* Selected extract
--------------------

2011-07-14 Thread Jim Klimov

2011-07-14 15:48, Frank Van Damme пишет:
It seems counter-intuitive - you'd say: concurrent disk access makes 
things only slower - , but it turns out to be true. I'm deleting a 
dozen times faster than before. How completely ridiculous. Thank you :-)


Well, look at it this way: it is not only about singular disk accesses
(i.e. unlike other FSes, you do not in-place modify a directory entry),
with ZFS COW it is about rewriting a tree of block pointers, with any
new writes going into free (unreferenced ATM) disk blocks anyway.

So by hoarding writes you have a chance to reduce mechanical
IOPS required for your tasks. Until you run out of RAM ;)

--------------------

* Raw records
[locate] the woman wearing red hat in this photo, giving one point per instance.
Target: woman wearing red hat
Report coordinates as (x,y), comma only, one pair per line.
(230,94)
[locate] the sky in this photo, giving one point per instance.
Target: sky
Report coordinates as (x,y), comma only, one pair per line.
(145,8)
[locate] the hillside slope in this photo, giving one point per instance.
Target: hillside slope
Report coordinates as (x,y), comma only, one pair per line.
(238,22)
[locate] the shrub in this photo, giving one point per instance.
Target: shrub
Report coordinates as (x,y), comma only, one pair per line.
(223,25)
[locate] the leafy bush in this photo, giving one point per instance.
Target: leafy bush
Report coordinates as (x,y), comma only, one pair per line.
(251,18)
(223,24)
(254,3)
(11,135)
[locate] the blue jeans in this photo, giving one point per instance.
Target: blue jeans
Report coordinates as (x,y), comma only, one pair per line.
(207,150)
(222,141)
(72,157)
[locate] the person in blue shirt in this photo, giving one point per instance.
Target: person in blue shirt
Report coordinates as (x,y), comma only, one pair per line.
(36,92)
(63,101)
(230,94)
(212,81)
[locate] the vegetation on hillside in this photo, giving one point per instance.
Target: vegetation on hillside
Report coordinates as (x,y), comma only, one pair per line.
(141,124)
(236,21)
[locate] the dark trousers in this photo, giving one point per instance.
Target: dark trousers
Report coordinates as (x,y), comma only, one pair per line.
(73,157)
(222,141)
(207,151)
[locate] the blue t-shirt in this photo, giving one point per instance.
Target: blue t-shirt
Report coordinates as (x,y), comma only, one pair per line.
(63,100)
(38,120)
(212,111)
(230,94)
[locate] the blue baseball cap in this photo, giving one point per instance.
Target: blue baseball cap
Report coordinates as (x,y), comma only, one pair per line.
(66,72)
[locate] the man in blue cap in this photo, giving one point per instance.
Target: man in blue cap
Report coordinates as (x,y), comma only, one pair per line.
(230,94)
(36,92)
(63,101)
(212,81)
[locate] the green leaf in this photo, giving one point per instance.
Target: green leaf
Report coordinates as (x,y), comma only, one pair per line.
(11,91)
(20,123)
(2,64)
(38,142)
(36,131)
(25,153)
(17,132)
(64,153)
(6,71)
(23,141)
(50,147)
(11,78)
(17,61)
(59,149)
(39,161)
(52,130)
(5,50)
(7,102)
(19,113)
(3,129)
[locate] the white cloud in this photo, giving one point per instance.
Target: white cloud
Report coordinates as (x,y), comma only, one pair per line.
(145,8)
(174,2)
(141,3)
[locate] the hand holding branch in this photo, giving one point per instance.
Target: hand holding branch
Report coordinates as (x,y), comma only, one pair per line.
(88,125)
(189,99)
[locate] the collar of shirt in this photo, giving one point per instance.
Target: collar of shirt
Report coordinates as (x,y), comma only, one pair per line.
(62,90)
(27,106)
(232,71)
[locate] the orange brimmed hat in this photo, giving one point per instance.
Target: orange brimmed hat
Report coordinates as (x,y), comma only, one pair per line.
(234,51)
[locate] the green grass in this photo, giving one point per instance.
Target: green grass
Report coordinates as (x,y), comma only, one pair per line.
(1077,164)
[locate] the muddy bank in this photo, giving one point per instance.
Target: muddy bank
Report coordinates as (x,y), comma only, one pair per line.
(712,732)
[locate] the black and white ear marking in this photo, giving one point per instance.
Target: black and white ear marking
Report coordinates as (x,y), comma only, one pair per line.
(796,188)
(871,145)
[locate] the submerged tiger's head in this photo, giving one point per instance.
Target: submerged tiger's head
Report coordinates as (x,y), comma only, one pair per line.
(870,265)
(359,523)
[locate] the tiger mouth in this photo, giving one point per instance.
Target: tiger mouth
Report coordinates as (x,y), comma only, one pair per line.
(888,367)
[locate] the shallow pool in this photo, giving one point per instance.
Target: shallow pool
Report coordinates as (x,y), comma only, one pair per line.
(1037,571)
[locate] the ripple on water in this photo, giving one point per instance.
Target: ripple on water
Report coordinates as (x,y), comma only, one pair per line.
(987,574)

--------------------

* Set problem 1
According to the ZFS reply, why can running many deletes at once be faster than expected?
* Set problem 2
From the ZFS reply, quote the passage starting at "2011-07-14 15:48, Frank" and ending at "disk blocks anyway.".

* Final answer 1
With ZFS copy-on-write, a change doesn't modify a directory entry in place. It rewrites a tree of block pointers, and new writes go into free, unreferenced disk blocks anyway. Hoarding writes therefore gives a chance to reduce the mechanical IOPS the tasks require, until RAM runs out.

* Final answer 2
2011-07-14 15:48, Frank Van Damme пишет:
It seems counter-intuitive - you'd say: concurrent disk access makes 
things only slower - , but it turns out to be true. I'm deleting a 
dozen times faster than before. How completely ridiculous. Thank you :-)


Well, look at it this way: it is not only about singular disk accesses
(i.e. unlike other FSes, you do not in-place modify a directory entry),
with ZFS COW it is about rewriting a tree of block pointers, with any
new writes going into free (unreferenced ATM) disk blocks anyway.